** Opening Source text block **

The tremendous thing about our practice is that we get to see very interesting things and sometimes make a very big difference. It’s incredibly fulfilling.

[One patient] with long-standing varicose vein disease had ulcers on his legs that couldn’t be healed. In 1974 and again in 1982, he’d had clots in his leg, and he’d been on blood thinners ever since. In 2010, about a year before I saw him, he developed bad ulcerations of the leg. It was thought to be an infection. It was thought to be varicose veins. It was very painful.

I thought maybe this was a combination of varicose vein disease and another process. Sometimes the body starts perpetuating inflammation. I put him on medication to calm that some and had a doctor close some veins. The leg was better, but not a lot better. If you rubbed your finger on it, the skin just rubbed off. A mildly immune-suppressant drug helped some.

His son and daughter would periodically ask, “If this doesn’t work, what are you going to do next?” I ask that of myself, but if someone else asks it, it makes me think even more. If something doesn’t work, doing the same thing is nonsensical.

In six months, he had a new blister on the front of his foot, on his elbow, and on top of his head. Well, those can’t be varicose veins. We needed to rethink.

[Dretler took a tissue biopsy and diagnosed cicatricial pemphigus, a rare autoimmune disease in which the body produces antibodies that attack the skin. He referred the patient to a dermatologist, who sent him back to Dretler. He referred him to a rheumatologist, who also sent him back.]

I had to go look up how to treat pemphigus. You treat with very high doses of steroids. At some point, they’re dangerous and can suppress the immune system so much that you get other diseases. Putting him on cyclosporine (an immune suppressant) allowed me to give him less prednisone (a steroid). I finally had the leg looking pretty good, but he was on a very high dose of steroids and cyclosporine, and every time I tried to reduce them he got more ulceration and more trouble.

All I could do is go back to the literature. I found some articles suggesting giving immunoglobulin, other people’s antibodies. After a five-day course of high-dose immunoglobulin, he was off cyclosporine and on a low dose of prednisone. His leg looked fine.

It has a 90 percent relapse rate, so I don’t know how long this will hold. At least for now we’ve won the battle—though not the war. —As told to M.C.M.

Dretler is chief of staff at DeKalb Medical.

** Closing Source text block **

§ **Work task 1**
Answer each question from the case account.
(a) In which years had the patient had clots in his leg?
(b) What disease did the tissue biopsy reveal?
(c) How many days did the course of high-dose immunoglobulin last?
§ **Work task 2**
List every place on the patient's body where the case account says a new blister appeared within six months.
§ **Work task 3**
From the case account, write out the part that opens with the words containing "[Dretler took a" and closes with "and more trouble.".
Answer using only the case account above.

** Opening Data for review block **

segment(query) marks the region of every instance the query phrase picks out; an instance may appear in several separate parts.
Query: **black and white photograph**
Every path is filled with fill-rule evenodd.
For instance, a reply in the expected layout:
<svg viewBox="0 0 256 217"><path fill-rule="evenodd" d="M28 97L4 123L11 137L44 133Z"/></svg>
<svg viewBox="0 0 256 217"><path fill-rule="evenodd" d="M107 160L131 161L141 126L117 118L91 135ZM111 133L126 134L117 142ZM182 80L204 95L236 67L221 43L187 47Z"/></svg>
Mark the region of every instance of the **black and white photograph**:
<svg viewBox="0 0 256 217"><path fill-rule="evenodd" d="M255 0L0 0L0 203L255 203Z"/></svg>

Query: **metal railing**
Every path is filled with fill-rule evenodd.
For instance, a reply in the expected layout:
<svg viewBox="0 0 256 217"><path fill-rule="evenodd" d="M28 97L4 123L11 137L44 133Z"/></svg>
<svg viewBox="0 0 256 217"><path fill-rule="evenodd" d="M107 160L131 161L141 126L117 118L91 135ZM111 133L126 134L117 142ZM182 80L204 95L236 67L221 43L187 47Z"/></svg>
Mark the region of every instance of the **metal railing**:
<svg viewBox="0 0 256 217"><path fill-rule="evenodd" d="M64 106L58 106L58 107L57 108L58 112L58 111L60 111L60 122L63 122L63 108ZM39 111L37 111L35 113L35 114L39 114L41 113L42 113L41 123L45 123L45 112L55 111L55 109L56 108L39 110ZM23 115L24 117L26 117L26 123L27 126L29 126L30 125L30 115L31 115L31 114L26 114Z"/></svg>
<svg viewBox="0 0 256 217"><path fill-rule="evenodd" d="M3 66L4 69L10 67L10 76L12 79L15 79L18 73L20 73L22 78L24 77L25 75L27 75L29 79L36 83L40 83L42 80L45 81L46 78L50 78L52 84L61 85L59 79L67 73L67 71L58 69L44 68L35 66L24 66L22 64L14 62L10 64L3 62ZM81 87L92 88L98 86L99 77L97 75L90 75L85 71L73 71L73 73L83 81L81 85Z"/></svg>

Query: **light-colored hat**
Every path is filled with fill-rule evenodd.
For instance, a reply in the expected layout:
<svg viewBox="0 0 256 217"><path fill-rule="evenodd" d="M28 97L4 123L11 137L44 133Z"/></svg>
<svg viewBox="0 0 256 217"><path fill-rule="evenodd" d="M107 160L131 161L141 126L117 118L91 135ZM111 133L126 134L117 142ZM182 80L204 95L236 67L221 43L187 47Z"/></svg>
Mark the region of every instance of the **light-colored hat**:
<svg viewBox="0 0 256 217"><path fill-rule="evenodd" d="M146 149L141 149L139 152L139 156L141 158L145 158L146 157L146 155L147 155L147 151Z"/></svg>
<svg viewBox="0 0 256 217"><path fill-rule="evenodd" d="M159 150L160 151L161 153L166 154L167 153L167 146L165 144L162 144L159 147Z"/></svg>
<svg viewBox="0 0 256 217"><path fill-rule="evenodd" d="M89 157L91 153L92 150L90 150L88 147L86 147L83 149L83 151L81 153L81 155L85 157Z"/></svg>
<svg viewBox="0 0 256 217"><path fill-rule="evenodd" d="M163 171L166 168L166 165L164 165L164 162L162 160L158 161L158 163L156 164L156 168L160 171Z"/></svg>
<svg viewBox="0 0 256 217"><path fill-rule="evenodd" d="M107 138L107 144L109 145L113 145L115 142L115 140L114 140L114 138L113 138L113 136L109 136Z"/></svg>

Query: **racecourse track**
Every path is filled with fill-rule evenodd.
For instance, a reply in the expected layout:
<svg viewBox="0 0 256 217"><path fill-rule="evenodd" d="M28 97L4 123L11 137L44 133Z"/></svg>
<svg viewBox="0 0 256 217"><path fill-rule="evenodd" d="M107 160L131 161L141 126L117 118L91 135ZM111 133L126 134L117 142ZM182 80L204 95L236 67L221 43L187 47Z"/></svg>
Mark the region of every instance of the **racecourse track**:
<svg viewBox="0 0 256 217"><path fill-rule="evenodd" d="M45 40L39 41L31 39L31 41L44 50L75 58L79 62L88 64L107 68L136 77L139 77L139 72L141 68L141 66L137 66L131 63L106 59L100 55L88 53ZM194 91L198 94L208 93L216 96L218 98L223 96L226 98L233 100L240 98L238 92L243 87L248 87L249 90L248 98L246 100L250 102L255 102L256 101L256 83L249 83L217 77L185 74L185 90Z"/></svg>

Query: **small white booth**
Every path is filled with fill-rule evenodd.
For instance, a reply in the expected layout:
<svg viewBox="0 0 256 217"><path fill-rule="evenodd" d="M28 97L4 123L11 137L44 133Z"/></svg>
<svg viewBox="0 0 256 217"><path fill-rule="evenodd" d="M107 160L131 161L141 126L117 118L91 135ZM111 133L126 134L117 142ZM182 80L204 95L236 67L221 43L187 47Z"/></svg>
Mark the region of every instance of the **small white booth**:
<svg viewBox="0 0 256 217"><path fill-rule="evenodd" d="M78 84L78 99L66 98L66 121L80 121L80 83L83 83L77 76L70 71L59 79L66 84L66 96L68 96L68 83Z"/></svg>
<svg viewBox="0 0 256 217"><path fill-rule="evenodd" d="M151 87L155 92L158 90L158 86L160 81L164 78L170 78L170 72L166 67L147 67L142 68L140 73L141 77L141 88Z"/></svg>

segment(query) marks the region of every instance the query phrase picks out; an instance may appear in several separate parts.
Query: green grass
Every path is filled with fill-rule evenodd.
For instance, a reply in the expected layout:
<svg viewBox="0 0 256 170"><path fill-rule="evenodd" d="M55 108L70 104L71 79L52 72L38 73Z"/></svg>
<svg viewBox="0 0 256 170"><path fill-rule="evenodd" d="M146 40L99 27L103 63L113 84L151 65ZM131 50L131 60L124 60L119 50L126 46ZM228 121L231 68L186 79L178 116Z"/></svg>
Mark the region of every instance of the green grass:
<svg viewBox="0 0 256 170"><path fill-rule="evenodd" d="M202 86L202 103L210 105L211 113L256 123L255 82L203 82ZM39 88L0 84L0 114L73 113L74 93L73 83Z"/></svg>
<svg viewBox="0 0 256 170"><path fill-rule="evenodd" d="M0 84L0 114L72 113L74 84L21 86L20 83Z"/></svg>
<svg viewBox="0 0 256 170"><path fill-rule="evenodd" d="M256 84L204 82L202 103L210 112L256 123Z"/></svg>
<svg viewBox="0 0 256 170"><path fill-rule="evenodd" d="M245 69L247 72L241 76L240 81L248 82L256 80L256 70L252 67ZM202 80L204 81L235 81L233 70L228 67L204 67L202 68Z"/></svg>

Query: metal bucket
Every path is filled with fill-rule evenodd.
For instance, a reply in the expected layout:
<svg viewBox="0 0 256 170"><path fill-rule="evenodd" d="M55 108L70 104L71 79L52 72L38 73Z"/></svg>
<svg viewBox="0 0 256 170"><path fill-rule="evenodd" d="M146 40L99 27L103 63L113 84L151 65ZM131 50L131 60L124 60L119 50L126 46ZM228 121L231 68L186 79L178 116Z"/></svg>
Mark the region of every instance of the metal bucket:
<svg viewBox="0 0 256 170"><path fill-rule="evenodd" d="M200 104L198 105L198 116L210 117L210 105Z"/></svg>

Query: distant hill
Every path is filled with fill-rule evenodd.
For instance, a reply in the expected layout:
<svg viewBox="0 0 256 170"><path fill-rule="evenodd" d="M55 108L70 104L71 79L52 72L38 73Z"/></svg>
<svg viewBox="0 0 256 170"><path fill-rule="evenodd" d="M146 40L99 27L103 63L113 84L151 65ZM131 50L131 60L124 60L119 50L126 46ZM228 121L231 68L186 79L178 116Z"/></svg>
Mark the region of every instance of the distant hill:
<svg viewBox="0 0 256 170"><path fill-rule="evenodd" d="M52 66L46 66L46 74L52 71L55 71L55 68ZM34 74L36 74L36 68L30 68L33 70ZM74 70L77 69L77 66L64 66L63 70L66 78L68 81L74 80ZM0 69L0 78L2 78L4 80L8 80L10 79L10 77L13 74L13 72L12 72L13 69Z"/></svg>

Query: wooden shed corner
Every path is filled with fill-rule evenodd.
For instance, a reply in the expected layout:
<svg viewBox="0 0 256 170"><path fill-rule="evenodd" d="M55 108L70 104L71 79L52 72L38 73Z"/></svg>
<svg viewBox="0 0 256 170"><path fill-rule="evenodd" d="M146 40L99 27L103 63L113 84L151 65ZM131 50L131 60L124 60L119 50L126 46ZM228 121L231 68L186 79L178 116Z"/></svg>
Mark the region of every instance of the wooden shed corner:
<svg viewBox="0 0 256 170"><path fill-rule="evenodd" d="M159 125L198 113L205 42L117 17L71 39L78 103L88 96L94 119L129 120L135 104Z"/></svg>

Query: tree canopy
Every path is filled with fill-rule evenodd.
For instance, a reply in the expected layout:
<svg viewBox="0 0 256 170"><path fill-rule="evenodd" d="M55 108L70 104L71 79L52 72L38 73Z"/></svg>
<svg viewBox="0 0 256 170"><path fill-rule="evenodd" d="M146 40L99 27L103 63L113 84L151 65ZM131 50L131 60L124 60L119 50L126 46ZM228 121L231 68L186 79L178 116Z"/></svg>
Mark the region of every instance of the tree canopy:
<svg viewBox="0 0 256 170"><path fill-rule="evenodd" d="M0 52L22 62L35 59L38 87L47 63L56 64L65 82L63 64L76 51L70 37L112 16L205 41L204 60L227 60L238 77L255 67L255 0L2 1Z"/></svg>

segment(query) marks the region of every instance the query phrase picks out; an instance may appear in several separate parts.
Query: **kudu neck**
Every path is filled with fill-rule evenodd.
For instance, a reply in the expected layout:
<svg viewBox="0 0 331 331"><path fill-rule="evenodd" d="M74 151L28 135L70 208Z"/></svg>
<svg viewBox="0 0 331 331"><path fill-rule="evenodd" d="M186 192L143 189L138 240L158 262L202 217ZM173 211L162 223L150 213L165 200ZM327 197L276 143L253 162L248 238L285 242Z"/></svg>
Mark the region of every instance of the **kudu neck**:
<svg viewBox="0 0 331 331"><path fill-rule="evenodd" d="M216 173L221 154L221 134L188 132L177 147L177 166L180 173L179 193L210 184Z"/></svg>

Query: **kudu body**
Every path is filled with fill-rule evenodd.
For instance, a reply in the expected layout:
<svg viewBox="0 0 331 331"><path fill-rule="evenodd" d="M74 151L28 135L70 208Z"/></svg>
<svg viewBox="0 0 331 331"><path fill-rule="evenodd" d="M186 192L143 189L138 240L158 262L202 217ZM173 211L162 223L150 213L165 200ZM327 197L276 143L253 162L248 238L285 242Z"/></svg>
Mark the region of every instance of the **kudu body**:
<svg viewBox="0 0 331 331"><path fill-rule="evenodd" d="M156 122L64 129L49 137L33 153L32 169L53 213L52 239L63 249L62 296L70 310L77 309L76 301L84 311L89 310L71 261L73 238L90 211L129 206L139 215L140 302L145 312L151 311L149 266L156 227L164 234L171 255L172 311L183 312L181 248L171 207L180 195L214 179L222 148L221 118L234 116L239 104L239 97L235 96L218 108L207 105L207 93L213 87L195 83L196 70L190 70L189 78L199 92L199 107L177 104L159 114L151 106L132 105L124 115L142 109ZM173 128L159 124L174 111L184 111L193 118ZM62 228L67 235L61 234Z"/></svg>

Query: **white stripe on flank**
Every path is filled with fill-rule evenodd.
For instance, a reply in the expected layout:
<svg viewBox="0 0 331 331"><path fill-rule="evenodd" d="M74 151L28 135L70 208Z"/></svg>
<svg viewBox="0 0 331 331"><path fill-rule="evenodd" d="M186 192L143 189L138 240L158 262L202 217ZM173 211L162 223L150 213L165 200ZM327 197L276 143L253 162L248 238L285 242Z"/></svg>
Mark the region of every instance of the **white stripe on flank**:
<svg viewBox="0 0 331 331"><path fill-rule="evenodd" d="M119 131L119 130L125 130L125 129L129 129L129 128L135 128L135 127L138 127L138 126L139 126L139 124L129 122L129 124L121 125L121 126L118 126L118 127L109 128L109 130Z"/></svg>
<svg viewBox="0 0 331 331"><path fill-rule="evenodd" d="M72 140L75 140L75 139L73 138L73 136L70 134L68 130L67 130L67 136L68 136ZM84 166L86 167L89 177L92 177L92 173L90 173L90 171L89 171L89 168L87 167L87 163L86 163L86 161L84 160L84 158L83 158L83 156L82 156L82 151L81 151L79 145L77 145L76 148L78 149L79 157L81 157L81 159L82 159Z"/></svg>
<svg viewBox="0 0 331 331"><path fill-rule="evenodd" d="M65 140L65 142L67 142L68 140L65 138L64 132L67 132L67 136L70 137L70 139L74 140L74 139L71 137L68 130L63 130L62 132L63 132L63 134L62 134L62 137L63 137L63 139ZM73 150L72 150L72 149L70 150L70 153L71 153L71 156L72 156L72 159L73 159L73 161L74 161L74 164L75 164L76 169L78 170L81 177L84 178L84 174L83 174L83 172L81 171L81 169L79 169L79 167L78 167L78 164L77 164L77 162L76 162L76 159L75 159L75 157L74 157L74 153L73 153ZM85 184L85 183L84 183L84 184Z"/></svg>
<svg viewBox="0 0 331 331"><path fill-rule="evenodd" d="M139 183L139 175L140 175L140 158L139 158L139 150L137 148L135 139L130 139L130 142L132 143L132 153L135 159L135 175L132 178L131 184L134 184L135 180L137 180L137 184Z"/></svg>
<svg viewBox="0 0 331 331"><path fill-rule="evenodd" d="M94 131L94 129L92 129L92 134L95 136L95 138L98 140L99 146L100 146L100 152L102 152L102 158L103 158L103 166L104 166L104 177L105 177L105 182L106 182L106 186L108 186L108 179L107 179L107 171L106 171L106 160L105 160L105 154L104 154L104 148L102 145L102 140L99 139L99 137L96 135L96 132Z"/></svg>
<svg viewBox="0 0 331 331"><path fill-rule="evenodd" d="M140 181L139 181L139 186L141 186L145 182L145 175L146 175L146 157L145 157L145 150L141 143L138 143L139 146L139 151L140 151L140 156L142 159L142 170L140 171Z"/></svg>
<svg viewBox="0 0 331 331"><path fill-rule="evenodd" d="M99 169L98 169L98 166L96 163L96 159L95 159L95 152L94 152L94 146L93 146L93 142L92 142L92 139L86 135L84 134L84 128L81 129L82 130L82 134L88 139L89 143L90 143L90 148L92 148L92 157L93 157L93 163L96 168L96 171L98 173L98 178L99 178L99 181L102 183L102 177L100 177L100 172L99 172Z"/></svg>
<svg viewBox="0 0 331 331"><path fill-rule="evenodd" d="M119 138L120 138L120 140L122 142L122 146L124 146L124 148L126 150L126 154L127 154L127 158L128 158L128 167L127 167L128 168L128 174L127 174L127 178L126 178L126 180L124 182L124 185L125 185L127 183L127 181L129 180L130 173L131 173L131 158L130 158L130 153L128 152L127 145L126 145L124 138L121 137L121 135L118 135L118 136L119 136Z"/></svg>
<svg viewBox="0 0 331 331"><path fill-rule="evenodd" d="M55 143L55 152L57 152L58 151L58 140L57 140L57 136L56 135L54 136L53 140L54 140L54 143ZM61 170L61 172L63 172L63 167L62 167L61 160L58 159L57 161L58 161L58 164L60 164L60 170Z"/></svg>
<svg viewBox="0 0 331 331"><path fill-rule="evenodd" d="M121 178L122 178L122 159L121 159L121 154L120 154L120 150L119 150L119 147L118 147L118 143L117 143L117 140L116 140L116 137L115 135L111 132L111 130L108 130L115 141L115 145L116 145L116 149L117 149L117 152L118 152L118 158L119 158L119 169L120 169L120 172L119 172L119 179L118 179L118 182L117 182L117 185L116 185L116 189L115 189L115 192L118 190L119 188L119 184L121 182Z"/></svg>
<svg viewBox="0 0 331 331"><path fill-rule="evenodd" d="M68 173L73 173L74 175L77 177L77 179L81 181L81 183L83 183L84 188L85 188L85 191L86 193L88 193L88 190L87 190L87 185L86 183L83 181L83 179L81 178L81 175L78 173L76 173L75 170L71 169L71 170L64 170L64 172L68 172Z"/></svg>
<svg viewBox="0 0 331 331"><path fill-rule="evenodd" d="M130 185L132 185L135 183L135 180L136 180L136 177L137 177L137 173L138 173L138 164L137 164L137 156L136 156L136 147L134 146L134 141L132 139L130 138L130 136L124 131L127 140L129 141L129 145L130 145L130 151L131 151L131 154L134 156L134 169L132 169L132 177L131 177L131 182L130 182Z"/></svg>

** Closing Data for review block **

§ **Worked solution 1**
(a) 1974 and 1982
(b) Cicatricial pemphigus
(c) Five days

§ **Worked solution 2**
- The front of his foot
- His elbow
- The top of his head

§ **Worked solution 3**
[Dretler took a tissue biopsy and diagnosed cicatricial pemphigus, a rare autoimmune disease in which the body produces antibodies that attack the skin. He referred the patient to a dermatologist, who sent him back to Dretler. He referred him to a rheumatologist, who also sent him back.]

I had to go look up how to treat pemphigus. You treat with very high doses of steroids. At some point, they’re dangerous and can suppress the immune system so much that you get other diseases. Putting him on cyclosporine (an immune suppressant) allowed me to give him less prednisone (a steroid). I finally had the leg looking pretty good, but he was on a very high dose of steroids and cyclosporine, and every time I tried to reduce them he got more ulceration and more trouble.